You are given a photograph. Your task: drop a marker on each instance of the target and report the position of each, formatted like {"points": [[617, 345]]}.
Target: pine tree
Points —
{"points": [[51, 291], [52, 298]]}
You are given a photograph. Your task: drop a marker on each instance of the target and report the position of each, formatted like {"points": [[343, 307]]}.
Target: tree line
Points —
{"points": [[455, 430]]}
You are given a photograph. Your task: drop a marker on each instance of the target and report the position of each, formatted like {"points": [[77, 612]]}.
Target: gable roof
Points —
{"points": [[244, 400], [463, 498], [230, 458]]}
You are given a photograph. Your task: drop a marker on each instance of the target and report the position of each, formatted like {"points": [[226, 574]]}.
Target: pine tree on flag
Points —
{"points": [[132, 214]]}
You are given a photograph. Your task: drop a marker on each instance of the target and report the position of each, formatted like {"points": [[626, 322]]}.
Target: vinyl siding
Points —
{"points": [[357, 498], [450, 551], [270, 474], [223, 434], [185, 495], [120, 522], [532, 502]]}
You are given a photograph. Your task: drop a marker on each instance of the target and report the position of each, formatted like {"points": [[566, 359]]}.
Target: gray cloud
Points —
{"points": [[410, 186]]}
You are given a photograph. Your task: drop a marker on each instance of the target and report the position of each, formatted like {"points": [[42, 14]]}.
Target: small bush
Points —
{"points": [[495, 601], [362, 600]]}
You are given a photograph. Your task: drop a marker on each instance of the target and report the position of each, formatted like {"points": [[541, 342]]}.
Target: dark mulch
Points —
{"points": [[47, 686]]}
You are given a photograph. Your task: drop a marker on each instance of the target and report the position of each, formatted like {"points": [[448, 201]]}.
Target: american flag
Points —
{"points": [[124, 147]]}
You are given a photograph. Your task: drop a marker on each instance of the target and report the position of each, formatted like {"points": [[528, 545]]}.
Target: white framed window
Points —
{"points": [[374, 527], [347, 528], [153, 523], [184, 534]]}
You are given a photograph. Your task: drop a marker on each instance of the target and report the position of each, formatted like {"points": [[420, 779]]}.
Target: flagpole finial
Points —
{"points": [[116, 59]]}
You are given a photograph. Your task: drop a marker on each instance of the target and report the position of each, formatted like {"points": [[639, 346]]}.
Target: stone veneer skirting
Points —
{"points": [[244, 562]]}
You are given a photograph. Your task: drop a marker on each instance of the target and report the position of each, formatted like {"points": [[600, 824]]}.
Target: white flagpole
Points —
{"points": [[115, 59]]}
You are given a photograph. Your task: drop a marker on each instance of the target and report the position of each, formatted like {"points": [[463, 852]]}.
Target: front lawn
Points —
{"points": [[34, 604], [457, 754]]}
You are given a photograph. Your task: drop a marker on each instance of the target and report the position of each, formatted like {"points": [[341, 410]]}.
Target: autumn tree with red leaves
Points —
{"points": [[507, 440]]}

====

Stated problem:
Locate every line in the entries above that contains the string "white" and copy those lines. Case counts.

Written reply:
Target: white framed window
Target: white flagpole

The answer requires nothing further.